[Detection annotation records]
** begin **

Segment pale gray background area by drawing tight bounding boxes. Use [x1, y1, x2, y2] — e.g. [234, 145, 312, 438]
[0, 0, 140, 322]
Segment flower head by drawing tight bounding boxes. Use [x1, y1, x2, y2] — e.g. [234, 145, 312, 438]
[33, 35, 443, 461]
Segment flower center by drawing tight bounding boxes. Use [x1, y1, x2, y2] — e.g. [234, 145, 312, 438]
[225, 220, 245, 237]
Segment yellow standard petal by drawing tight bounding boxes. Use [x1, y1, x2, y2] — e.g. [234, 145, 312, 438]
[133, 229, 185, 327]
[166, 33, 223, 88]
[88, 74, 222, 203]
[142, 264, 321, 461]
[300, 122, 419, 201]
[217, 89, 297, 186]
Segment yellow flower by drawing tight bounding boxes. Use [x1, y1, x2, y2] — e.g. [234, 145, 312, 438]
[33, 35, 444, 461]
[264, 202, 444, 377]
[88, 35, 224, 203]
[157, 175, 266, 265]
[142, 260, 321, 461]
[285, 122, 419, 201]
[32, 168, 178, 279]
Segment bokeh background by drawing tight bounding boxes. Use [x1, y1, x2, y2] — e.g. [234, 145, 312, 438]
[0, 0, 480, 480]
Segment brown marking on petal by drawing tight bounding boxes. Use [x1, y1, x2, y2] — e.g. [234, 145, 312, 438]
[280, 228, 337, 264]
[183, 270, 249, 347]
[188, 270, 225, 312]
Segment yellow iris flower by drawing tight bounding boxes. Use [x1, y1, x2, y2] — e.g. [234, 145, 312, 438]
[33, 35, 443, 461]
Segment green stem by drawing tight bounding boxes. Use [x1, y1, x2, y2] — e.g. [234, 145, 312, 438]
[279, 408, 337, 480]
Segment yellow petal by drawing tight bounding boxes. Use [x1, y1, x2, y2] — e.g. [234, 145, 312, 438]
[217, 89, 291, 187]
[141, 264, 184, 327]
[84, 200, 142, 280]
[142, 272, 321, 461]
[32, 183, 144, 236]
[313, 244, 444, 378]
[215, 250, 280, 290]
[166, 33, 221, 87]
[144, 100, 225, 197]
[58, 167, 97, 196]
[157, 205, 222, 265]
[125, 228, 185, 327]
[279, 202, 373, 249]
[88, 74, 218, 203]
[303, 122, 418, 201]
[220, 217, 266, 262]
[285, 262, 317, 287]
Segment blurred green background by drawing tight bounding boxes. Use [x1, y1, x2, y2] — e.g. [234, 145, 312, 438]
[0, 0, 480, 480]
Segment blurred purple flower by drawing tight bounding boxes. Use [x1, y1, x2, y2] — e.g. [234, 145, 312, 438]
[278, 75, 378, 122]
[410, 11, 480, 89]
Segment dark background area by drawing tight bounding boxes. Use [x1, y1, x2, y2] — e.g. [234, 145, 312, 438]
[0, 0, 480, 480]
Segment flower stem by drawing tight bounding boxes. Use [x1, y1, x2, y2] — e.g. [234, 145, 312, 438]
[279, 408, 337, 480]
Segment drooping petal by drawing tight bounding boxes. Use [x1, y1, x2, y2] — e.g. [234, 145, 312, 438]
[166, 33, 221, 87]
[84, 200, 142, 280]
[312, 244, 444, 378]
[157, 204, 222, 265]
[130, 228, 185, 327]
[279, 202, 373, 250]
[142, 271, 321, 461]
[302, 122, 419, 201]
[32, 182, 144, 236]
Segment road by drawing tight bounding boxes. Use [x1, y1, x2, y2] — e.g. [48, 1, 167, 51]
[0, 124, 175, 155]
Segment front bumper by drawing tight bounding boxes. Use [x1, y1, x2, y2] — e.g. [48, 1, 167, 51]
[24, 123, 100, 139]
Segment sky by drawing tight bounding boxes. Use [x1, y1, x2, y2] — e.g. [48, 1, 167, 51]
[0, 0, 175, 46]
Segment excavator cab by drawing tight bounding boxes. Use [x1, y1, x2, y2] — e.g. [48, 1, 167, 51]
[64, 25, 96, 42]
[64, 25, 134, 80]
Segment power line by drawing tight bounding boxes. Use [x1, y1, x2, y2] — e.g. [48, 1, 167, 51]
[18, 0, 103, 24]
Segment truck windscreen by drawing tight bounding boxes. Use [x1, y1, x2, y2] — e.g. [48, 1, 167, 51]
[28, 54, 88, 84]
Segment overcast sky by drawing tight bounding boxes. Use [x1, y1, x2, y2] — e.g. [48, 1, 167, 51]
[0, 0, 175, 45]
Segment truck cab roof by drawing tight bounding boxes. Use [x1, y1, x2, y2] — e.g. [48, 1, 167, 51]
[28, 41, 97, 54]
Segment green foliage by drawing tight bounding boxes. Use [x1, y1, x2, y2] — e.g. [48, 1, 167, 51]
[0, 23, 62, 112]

** end **

§ **Instructions to follow**
Can you switch "tight" to "snug" everywhere in these lines and give them again with nothing else changed?

§ **Correct result**
Segment pale gray background area by drawing snug bounding boxes. Use [x1, y1, x2, y2] — e.g. [234, 145, 312, 438]
[0, 0, 140, 322]
Segment flower head by drawing snug bounding boxes. Use [x1, y1, x2, y2] — e.g. [234, 145, 312, 438]
[33, 35, 443, 461]
Segment flower center by drawing snug bounding boxes. Use [x1, y1, x2, y2] — e.g. [234, 145, 312, 438]
[225, 220, 245, 237]
Segment yellow standard petal by drawing snug bounding boxes. Use [x1, y1, x2, y2] — e.g. [234, 145, 312, 438]
[133, 229, 185, 327]
[166, 33, 223, 88]
[88, 74, 222, 203]
[142, 264, 321, 461]
[300, 122, 419, 201]
[217, 89, 297, 186]
Segment yellow flower by drawing snug bounding boxes. Use [x1, y1, x2, y2] — e.g. [234, 145, 312, 438]
[33, 35, 444, 461]
[264, 202, 444, 377]
[88, 35, 224, 203]
[157, 175, 266, 265]
[142, 260, 321, 461]
[285, 122, 419, 201]
[32, 168, 178, 279]
Segment bokeh background by drawing snug bounding boxes. Use [x1, y1, x2, y2] — e.g. [234, 145, 312, 438]
[0, 0, 480, 480]
Segment brown marking on petal by drawing snug bounding boxes. Use [x1, y1, x2, y2] — e.g. [234, 145, 312, 438]
[280, 228, 337, 264]
[183, 270, 249, 347]
[188, 270, 225, 312]
Segment yellow iris flower by drawing snug bounding boxes. Use [x1, y1, x2, y2] — e.g. [234, 145, 312, 438]
[33, 35, 443, 461]
Segment green stem by drawing snug bounding boxes. Use [x1, y1, x2, y2] — e.g. [234, 145, 312, 438]
[279, 408, 337, 480]
Segment yellow petal by drawing snug bounding boxes. Use [x1, y1, x2, y2] — e.g. [234, 145, 312, 438]
[217, 89, 291, 187]
[141, 264, 184, 327]
[84, 200, 142, 280]
[142, 272, 321, 461]
[32, 183, 144, 236]
[313, 244, 444, 378]
[215, 250, 280, 290]
[166, 33, 221, 87]
[144, 100, 225, 197]
[58, 167, 97, 196]
[157, 205, 222, 265]
[125, 228, 185, 327]
[279, 202, 373, 249]
[88, 74, 218, 203]
[303, 122, 418, 201]
[220, 217, 266, 262]
[285, 262, 317, 287]
Segment blurred green background by drawing snug bounding boxes. Use [x1, y1, x2, y2] — e.g. [234, 145, 312, 438]
[0, 0, 480, 480]
Segment blurred purple flower by drawing snug bounding boxes. Use [x1, y1, x2, y2] — e.g. [234, 145, 312, 438]
[278, 75, 378, 122]
[410, 11, 480, 89]
Segment dark background area by drawing snug bounding boxes. Use [x1, y1, x2, y2] — e.g. [234, 145, 312, 438]
[0, 0, 480, 480]
Segment flower stem by drawing snug bounding boxes. Use [x1, y1, x2, y2] — e.g. [234, 145, 312, 438]
[279, 408, 337, 480]
Segment drooping petal by drawing snug bounding boxes. Use [x1, y1, x2, y2] — e.g. [234, 145, 312, 438]
[166, 33, 221, 87]
[84, 200, 142, 280]
[312, 244, 444, 378]
[157, 204, 222, 265]
[130, 228, 185, 327]
[279, 202, 373, 250]
[142, 271, 321, 461]
[302, 122, 419, 201]
[32, 182, 144, 236]
Segment road by drawing snug bounding boxes. Use [x1, y1, x2, y2] — e.g. [48, 1, 167, 51]
[0, 124, 175, 155]
Segment front bumper by drawing snug bounding boxes. Use [x1, y1, x2, y2] — e.g. [48, 1, 167, 51]
[24, 123, 100, 139]
Segment sky by drawing snug bounding boxes. Use [x1, y1, x2, y2] — e.g. [48, 1, 167, 51]
[0, 0, 175, 46]
Segment excavator cab by drawing snug bounding boxes. Use [x1, y1, x2, y2] — e.g. [48, 1, 167, 51]
[64, 25, 96, 42]
[64, 25, 134, 80]
Segment power line by drawing snug bounding boxes. Use [x1, y1, x2, y2] — e.g. [48, 1, 167, 51]
[18, 0, 103, 24]
Segment truck windscreen by drawing snug bounding boxes. Use [x1, y1, x2, y2] — e.g. [48, 1, 167, 51]
[28, 54, 88, 84]
Segment overcast sky by drawing snug bounding boxes. Use [x1, y1, x2, y2] — e.g. [48, 1, 167, 51]
[0, 0, 175, 45]
Segment truck cab roof by drawing snug bounding boxes. Use [x1, y1, x2, y2] — e.g. [48, 1, 167, 51]
[28, 41, 97, 54]
Segment green foliage by drawing snug bounding boxes. Use [x1, y1, x2, y2] — e.g. [48, 1, 167, 51]
[0, 23, 62, 112]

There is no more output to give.